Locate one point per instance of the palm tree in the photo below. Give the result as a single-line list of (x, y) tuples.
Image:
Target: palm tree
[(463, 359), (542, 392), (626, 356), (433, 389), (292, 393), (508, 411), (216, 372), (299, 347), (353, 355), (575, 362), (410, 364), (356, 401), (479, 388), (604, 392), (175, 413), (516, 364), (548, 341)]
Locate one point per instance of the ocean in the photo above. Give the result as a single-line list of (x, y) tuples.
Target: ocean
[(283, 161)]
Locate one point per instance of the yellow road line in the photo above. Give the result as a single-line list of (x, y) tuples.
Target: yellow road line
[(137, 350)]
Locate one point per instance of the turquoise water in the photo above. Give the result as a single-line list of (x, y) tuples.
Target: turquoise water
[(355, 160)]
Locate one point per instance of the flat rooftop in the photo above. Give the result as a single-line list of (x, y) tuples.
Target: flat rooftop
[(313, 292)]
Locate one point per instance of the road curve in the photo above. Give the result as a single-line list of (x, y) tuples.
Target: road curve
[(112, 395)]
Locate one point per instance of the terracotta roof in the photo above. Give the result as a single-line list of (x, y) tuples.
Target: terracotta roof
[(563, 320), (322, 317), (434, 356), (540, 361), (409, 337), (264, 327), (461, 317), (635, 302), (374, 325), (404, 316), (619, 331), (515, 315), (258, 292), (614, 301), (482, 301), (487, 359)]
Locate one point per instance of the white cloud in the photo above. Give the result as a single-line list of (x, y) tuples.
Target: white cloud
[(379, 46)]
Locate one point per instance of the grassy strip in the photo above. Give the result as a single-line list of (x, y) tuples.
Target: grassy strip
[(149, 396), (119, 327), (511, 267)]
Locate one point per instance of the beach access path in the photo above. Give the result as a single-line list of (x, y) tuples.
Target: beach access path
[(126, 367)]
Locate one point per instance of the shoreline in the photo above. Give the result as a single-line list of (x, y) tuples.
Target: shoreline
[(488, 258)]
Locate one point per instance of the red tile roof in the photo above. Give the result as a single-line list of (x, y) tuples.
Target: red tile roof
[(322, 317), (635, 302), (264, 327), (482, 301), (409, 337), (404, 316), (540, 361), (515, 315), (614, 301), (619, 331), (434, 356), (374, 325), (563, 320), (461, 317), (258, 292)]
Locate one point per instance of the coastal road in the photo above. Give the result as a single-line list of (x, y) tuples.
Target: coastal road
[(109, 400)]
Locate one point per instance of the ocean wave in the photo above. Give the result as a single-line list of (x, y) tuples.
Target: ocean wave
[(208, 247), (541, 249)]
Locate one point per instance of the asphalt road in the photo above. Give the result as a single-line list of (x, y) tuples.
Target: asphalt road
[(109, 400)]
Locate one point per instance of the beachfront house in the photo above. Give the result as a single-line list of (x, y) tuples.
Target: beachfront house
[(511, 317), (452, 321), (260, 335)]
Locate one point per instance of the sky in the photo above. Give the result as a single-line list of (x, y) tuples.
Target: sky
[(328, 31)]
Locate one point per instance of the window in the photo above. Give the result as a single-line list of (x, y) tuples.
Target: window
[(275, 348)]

..............................

→ **Aim**: Render every item above as a numbered list, one line per entry, and omit any blank lines.

→ **Full answer**:
1. Locate one point per instance of the palm tree in the photo below. Give the result as a single-line list of (x, y) tuples.
2. Image:
3. Target: palm tree
4. [(463, 359), (542, 392), (626, 356), (433, 389), (292, 393), (508, 411), (216, 372), (299, 347), (353, 355), (575, 362), (410, 364), (356, 401), (479, 388), (604, 392), (175, 413), (516, 364), (548, 341)]
5. Locate one point per instance of the ocean in the photo above. Give the result as a single-line list of (x, y) tuples.
6. Target: ocean
7. [(283, 161)]
8. Locate one point per instance of the yellow road line in the photo above. Give the result as a single-line list of (x, y) tuples.
9. Target: yellow road line
10. [(137, 350)]
11. Locate one point per instance of the turquoise water in the photo above. Give the result as a single-line list of (x, y) tuples.
12. Target: turquoise water
13. [(355, 160)]
14. Locate one point per instance of the flat rooftop in the photo above. Give the result as a single-line list of (x, y) tuples.
15. Target: flat rooftop
16. [(313, 292)]
17. Locate one point per instance of the road curve in the photo above. Give the result as a single-line list of (x, y) tuples.
18. Target: road curve
19. [(112, 395)]
20. Locate one point per instance of the terracotta roof in the photo above. Give the result as a single-line list of (x, y) tuples.
21. Target: terracotta roof
22. [(563, 320), (322, 317), (434, 356), (540, 361), (409, 337), (264, 327), (461, 317), (635, 302), (374, 325), (404, 316), (619, 331), (515, 315), (258, 292), (614, 301), (482, 301), (487, 359)]
23. Locate one point per instance of the white cloud in the photo above. Give the result as a single-line list of (x, y) tuples.
24. Target: white cloud
25. [(379, 46)]
26. Locate one point per instance of the grassy strip in the photo above. Give the result as a single-line list of (x, y) tuples.
27. Target: grassy strip
28. [(149, 396), (119, 327), (511, 267)]
29. Locate one point per instance of the beach access path in the photo above. Give the result as a single-line list of (x, y) tuples.
30. Target: beach access path
31. [(126, 367)]
32. Locate one point per instance of the shoreline in the photo above. Give the result as a single-line list of (x, y) tuples.
33. Target: shoreline
34. [(488, 258)]
35. Locate one point per instance of the red tile roof in the photo above. Give the result as a single-line list of (x, y) tuples.
36. Target: red tile roof
37. [(322, 317), (635, 302), (264, 327), (482, 301), (409, 337), (404, 316), (540, 361), (515, 315), (614, 301), (619, 331), (434, 356), (374, 325), (563, 320), (461, 317), (258, 292)]
38. Locate one point per instance of the coastal road in the photo above. Give the result as a single-line list of (x, y) tuples.
39. Target: coastal road
40. [(109, 400)]
41. Locate one point per instance of the ocean wave in the photo above. Give the result as a single-line list of (x, y) tuples.
42. Target: ocean wave
43. [(208, 247), (541, 249)]
44. Locate one point per instance of the asphalt road in the photo above. Give the result as a single-line list of (x, y) tuples.
45. Target: asphalt road
46. [(109, 400)]
47. Locate one point per instance of the beachfront house in the photo above. Give the result as a single-line list of (x, y) tuples.
48. Target: beachfront house
49. [(511, 317), (452, 321), (260, 335)]
50. Locate one point per instance of the sky in the photo above. Give the result as a single-line list of (x, y) tuples.
51. Target: sky
52. [(328, 31)]
53. Locate one point per instance of the window in the photo above. Give the result as a single-line list of (x, y) tuples.
54. Target: window
55. [(275, 348)]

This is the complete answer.